(Goal of the exercise)
Output nothing but the lines from the line with "of the coastal" through the end of the listing below, both ends included.

▼▼▼

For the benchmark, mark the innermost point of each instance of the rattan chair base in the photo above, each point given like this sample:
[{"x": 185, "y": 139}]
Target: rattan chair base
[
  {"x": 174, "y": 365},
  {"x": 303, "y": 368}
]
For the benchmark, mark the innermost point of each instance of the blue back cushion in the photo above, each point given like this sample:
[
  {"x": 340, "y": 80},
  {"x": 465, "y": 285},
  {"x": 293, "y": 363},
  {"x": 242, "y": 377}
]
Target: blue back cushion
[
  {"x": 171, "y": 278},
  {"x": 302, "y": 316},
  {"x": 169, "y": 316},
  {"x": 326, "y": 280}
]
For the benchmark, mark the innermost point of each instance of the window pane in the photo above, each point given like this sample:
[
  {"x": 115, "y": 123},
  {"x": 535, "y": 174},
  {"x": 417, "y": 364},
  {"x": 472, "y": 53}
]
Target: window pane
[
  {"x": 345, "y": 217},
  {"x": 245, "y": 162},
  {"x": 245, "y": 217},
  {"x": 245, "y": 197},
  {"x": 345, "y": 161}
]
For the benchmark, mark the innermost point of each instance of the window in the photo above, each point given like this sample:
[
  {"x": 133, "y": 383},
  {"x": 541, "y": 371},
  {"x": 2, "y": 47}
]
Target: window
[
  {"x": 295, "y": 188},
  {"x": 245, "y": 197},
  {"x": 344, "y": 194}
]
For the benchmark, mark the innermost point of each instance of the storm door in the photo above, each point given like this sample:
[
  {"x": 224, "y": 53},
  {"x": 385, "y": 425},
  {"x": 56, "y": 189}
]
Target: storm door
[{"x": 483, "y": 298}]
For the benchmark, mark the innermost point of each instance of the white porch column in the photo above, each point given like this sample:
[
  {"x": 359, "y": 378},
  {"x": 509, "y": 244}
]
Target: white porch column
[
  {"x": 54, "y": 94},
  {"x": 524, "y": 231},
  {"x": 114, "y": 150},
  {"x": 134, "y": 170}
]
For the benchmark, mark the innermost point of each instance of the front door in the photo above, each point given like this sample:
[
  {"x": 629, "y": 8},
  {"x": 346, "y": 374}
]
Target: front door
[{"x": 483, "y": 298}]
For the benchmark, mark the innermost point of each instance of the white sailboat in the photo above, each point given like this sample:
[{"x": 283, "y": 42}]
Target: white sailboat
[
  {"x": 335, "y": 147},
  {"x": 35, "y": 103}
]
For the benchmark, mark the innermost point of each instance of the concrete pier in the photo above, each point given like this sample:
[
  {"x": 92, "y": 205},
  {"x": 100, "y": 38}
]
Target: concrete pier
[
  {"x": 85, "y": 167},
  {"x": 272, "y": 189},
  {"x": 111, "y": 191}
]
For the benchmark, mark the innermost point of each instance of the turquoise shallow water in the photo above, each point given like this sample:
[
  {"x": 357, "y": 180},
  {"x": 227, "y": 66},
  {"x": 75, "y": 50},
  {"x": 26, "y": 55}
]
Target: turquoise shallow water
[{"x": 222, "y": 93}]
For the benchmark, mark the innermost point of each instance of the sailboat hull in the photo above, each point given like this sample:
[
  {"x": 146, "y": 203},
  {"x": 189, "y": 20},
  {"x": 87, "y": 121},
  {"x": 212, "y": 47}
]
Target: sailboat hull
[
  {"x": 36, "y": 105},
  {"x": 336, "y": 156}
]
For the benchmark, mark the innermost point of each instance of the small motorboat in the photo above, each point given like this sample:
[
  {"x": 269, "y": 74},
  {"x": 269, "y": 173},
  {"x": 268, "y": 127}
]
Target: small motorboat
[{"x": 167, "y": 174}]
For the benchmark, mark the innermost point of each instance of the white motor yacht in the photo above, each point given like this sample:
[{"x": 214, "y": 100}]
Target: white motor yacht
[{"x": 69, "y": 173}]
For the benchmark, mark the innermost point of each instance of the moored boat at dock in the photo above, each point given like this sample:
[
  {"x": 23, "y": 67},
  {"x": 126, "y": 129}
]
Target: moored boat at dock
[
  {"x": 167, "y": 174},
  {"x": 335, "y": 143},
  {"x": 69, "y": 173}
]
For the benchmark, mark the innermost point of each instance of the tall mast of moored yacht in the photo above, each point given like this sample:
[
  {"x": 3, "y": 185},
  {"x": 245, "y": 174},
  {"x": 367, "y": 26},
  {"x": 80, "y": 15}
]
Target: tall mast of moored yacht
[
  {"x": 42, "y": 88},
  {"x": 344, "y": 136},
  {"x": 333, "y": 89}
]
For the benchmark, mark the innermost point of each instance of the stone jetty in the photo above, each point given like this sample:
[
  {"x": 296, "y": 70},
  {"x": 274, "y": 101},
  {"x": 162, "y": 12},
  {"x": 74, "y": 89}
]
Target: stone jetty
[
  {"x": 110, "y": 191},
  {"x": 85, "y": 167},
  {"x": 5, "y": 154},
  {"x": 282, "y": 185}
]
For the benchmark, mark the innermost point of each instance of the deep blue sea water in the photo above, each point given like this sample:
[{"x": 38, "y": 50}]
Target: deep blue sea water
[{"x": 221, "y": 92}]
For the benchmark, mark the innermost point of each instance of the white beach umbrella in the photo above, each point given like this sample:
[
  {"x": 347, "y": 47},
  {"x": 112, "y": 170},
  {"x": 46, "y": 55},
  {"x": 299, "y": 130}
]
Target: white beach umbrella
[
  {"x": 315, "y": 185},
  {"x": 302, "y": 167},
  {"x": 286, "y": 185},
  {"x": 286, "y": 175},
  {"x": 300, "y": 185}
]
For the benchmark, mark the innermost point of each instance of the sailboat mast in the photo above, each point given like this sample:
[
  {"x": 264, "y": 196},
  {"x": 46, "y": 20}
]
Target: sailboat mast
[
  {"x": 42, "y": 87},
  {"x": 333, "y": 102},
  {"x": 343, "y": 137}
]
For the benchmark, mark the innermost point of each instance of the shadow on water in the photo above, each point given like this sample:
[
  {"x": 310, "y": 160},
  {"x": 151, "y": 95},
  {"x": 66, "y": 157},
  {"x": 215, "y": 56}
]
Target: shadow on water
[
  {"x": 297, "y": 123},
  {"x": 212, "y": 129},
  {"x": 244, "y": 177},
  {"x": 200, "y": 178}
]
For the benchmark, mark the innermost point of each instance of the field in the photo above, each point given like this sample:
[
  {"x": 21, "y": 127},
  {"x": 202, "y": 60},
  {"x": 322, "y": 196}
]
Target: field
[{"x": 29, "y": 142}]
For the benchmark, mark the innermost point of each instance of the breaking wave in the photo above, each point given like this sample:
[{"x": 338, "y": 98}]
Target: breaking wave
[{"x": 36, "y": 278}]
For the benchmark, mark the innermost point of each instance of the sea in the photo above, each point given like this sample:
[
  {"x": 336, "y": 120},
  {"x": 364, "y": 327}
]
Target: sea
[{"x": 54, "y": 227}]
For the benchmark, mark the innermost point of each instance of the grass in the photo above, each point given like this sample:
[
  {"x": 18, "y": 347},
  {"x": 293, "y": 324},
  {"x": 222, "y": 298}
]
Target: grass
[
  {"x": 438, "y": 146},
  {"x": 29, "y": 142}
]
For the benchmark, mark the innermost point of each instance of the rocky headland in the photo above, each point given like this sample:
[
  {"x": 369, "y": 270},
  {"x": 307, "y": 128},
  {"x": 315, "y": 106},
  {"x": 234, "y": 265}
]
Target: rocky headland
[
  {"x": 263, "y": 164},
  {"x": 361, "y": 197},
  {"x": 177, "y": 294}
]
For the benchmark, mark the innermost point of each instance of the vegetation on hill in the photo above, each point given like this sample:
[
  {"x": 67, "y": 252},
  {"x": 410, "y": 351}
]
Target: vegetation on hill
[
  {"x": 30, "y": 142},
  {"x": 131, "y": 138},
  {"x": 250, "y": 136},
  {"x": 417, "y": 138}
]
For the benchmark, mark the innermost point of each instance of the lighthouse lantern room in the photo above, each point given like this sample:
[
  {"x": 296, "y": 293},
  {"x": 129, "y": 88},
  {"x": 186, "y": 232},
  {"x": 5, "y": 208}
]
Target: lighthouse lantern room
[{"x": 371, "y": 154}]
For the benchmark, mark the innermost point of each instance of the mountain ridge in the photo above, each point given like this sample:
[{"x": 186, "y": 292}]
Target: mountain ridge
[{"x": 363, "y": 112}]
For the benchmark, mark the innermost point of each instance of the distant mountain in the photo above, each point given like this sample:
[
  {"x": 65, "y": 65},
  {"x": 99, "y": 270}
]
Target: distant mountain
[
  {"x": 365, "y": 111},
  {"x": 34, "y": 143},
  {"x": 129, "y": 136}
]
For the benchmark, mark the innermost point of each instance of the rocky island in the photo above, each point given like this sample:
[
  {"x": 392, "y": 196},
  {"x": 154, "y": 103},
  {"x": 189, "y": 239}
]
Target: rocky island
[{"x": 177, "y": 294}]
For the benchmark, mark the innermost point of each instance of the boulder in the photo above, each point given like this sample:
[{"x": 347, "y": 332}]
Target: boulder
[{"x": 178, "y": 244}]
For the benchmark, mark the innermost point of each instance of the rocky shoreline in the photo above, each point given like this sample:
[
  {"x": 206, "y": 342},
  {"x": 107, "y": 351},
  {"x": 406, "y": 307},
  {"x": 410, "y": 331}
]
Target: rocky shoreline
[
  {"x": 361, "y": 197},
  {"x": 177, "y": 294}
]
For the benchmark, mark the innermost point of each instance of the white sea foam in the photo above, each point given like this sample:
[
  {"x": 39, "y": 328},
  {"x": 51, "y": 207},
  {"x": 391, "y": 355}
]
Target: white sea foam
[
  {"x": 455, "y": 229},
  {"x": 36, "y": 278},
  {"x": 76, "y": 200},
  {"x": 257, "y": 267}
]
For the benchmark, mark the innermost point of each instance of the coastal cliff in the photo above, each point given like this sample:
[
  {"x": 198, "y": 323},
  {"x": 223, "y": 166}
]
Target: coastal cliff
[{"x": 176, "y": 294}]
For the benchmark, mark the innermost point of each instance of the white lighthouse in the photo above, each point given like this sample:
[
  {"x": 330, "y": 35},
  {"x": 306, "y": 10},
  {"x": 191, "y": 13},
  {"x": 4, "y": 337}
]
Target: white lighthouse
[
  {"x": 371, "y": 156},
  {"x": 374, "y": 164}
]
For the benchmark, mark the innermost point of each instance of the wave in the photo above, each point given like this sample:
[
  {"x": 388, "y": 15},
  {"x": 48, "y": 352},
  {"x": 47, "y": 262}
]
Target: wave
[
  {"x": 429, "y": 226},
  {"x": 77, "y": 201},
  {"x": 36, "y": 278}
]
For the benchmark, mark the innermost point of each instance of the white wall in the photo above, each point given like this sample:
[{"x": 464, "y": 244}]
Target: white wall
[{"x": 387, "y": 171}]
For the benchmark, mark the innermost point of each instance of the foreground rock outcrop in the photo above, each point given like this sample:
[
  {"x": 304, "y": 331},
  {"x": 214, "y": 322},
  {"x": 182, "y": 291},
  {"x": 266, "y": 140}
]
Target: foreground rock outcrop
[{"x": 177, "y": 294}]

▲▲▲

(Finished task)
For the benchmark, mark the innermost point of each instance of the coastal cliff in the photo above, each point given like this sample:
[
  {"x": 198, "y": 323},
  {"x": 223, "y": 166}
]
Target: coastal cliff
[{"x": 176, "y": 294}]
For the benchmark, mark the innermost point of each instance of the white lighthouse in the photo above, each point given like this sample:
[
  {"x": 330, "y": 35},
  {"x": 306, "y": 10},
  {"x": 191, "y": 13},
  {"x": 4, "y": 337}
]
Target: white lighthouse
[
  {"x": 371, "y": 156},
  {"x": 374, "y": 164}
]
For the benchmark, mark the innermost point of each instance of the wave in the photo above, each point given like this sample:
[
  {"x": 388, "y": 15},
  {"x": 48, "y": 352},
  {"x": 47, "y": 262}
]
Target: wave
[
  {"x": 429, "y": 226},
  {"x": 77, "y": 201},
  {"x": 36, "y": 278}
]
For the benchmark, mark the innermost point of each instance of the white wall in the photo above, each point given like this sample:
[{"x": 464, "y": 244}]
Target: white wall
[{"x": 387, "y": 171}]
For the benchmark, mark the innermost point of each instance of the foreground rock outcrop in the photo above, each point given like this sample:
[
  {"x": 304, "y": 331},
  {"x": 214, "y": 322},
  {"x": 182, "y": 291},
  {"x": 266, "y": 140}
]
Target: foreground rock outcrop
[{"x": 177, "y": 294}]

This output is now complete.